TRECHO DA FONTE.
Com tal constituição, o objetivo do Concílio era difundir a Palavra de Deus, em cumprimento ao desejo de Cristo que anunciou “Vão pelo mundo todo e proclamem o evangelho a toda criatura.” (Mc 16,15) Logo no seu proêmio, a Dei Verbum (DV) destaca o objetivo de “propor a genuína doutrina sobre a Revelação Divina e a sua transmissão, para que o mundo inteiro, ouvindo, acredite na mensagem da salvação; acreditando, espere; e esperando, ame.” (DV 1)
A estrutura do documento é bastante simples, mas concentra um ensinamento muito belo e profundo. O primeiro capítulo é sobre a Revelação. Descreve o processo contínuo de comunicação entre Deus e o ser humano. Revelar é uma palavra que deriva do latim revelare e significa tirar o véu, divulgar, mostrar, dar-se a conhecer. São muitos os sinônimos, mas a ideia central é exatamente esta: manifestar. Deus se revelou, se deu a conhecer aos nossos antepassados, manifestou sua vontade e sua verdade diversas vezes ao longo da história com o objetivo de conduzir todos à comunhão. Na plenitude dos tempos, revelou-se de modo pleno e definitivo através do seu Filho, Jesus Cristo, o Verbo Encarnado. Em poucas linhas, a Dei Verbum apresenta os fundamentos de toda a Teologia da Revelação.
O capítulo II ocupa-se da transmissão da Revelação Divina. Confirma que o nosso acesso à Revelação acontece através da pregação dos Apóstolos e dos seus sucessores. É a chamada Tradição, que se origina nos Apóstolos e progride na Igreja sob a inspiração do Espírito Santo (DV 8). A Tradição ajuda a compreender a Escritura, pois as duas estão intimamente relacionadas, são dois pilares da fé cristã, provêm de Deus e tendem ao mesmo fim: conduzir o ser humano a Deus.
A seguir o documento confirma que a Sagrada Escritura foi escrita por mãos humanas, mas sob inspiração do Espírito Santo. Para a interpretação da Bíblia é preciso ter em conta sua inspiração divina, os gêneros literários, os estudos exegéticos e hermenêuticos e tudo que possa contribuir para um aprofundamento e melhor compreensão do texto sagrado. Incentiva-se assim as pesquisas e estudos bíblicos, primeiramente por parte dos pastores e pregadores, mas também por todos os cristãos, pois não é possível amar o que não se conhece, não é possível viver o Cristianismo sem conhecer o Livro no qual está escrito o que significa ser cristão. A Bíblia fará parte na vida dos cristãos e da Igreja somente se a conhecermos e amarmos. No Brasil, desde 1971, temos um sinal concreto certamente fruto desta mentalidade conciliar: o “mês da Bíblia”, que propõe de modo especial o estudo e aprofundamento de um livro da Sagrada Escritura.

(Itens armazenados)

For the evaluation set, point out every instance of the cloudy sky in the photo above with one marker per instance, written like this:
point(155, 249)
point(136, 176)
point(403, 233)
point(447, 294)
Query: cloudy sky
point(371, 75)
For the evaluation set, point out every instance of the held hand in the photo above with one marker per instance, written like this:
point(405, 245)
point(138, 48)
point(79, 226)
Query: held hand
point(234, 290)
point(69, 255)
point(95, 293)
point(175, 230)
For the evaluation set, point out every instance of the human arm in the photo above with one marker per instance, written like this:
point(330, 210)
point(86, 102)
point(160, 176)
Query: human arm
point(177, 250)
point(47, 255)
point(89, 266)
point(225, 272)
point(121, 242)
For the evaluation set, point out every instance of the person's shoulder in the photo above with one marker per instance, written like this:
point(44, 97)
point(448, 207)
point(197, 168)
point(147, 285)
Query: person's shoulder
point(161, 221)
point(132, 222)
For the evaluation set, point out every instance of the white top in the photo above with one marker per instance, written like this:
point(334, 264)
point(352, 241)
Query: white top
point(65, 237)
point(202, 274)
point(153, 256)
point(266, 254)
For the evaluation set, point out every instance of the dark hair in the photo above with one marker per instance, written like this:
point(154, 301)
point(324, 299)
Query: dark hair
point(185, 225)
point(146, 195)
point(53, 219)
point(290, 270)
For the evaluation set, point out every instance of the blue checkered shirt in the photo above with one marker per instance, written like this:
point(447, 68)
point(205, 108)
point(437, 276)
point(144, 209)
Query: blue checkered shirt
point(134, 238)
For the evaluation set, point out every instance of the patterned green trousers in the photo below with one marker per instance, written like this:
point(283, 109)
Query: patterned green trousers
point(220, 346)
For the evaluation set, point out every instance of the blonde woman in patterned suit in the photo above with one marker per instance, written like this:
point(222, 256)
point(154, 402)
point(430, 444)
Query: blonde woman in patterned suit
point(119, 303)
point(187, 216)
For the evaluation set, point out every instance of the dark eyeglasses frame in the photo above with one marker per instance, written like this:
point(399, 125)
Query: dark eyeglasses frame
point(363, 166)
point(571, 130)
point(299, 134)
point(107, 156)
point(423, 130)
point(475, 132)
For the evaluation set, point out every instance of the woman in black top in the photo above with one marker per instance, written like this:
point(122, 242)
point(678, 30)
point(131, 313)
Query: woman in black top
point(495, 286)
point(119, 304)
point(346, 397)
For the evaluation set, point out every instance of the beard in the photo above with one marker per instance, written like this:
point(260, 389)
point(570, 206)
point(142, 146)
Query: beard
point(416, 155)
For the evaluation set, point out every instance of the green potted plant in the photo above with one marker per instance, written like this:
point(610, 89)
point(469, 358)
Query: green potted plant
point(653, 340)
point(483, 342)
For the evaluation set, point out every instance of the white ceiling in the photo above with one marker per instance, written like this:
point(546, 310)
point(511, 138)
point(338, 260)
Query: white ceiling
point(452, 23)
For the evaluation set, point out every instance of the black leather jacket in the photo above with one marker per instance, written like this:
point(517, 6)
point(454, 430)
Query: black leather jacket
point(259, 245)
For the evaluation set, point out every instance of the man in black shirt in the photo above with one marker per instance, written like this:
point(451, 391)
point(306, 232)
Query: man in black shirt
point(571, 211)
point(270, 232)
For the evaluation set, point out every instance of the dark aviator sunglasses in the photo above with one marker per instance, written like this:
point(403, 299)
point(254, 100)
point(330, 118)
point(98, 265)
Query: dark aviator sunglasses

PEDIDOS.
1 – Segundo o trecho sobre a Dei Verbum, desde que ano existe no Brasil o “mês da Bíblia”?
2 – Apresente como lista numerada, sem as linhas em branco, tudo o que vai do início dos registros até a linha que contém "point(175, 230)", incluindo as duas pontas.

RESPOSTAS ÀS TAREFAS.
1 – Desde 1971.

2 –
1. For the evaluation set, point out every instance of the cloudy sky in the photo above with one marker per instance, written like this:
2. point(155, 249)
3. point(136, 176)
4. point(403, 233)
5. point(447, 294)
6. Query: cloudy sky
7. point(371, 75)
8. For the evaluation set, point out every instance of the held hand in the photo above with one marker per instance, written like this:
9. point(405, 245)
10. point(138, 48)
11. point(79, 226)
12. Query: held hand
13. point(234, 290)
14. point(69, 255)
15. point(95, 293)
16. point(175, 230)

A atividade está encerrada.